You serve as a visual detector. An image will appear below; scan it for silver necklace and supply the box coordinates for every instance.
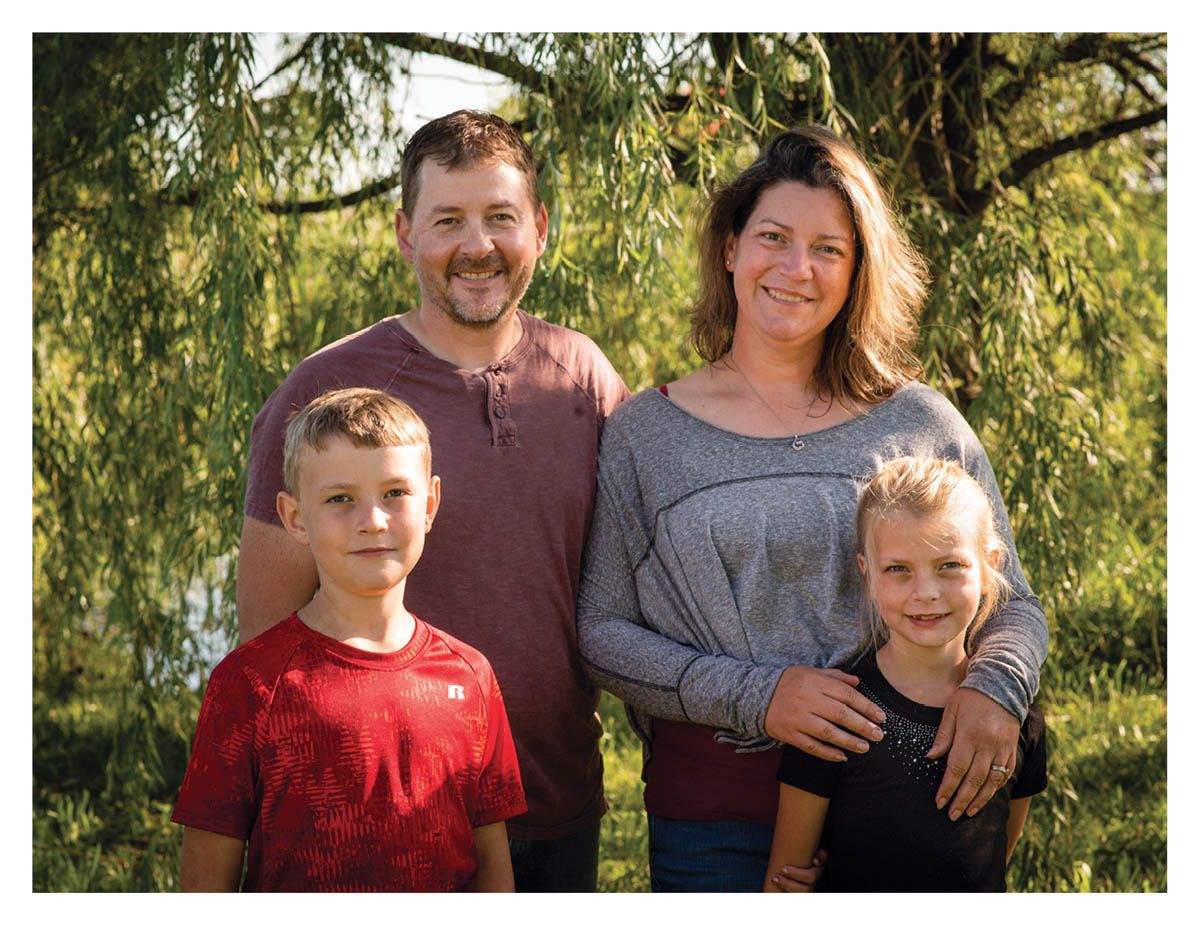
[725,354,818,451]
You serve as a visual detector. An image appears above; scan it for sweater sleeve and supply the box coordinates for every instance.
[947,402,1050,720]
[576,409,784,746]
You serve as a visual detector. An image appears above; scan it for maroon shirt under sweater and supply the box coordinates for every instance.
[245,312,629,839]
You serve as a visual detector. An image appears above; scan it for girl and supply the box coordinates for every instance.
[763,457,1046,893]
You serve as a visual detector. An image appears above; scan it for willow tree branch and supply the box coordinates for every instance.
[367,32,547,91]
[967,106,1166,215]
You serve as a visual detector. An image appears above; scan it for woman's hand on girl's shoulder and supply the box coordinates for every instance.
[925,687,1021,819]
[762,848,829,893]
[763,665,884,761]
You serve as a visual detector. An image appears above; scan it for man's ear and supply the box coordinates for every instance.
[534,203,550,257]
[396,209,413,263]
[425,475,442,533]
[275,492,308,546]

> **Job**
Rescale the entries above by reproducing every line, requests included, with each bounding-box coordinate in the answers multiplied by 2.2 and rounded to the nearest whole number, halves rounding up. Omit the pictures from your output.

> **The result**
You serve as a visual detector. An image will appear below; scan it for silver necklace and supply the box coordinates for every instance.
[1595,779,1800,992]
You serve as a visual detector. An image appears above; scan it for sweater sleeve and supply the box coordinates for every instance.
[2083,884,2310,1584]
[1267,900,1725,1641]
You serve as a visual detector. An image appears above; scan it for maroon shirt under sweater and supply the box coordinates for every instance.
[539,686,1384,1846]
You serve as a visual detector. An image appears above; scan it for girl and supply the box coordinates for every instance.
[1679,1005,2301,1965]
You serve as a visual detector. An image appears above; scan it for willow tree branch and supply the box coordinates for every instance.
[807,70,1203,200]
[2127,233,2565,473]
You serve as a visual detector. An image appears above; scan it for woman's hand on girl's shoulder and supply the box coordinates for every instance.
[2035,1511,2246,1802]
[1676,1866,1824,1965]
[1679,1463,1945,1674]
You serve as a visual detector. An image appears above; scan it for man's ear and supply the box coordinates for every instance.
[1175,447,1210,565]
[871,460,909,579]
[935,1045,972,1173]
[605,1082,678,1201]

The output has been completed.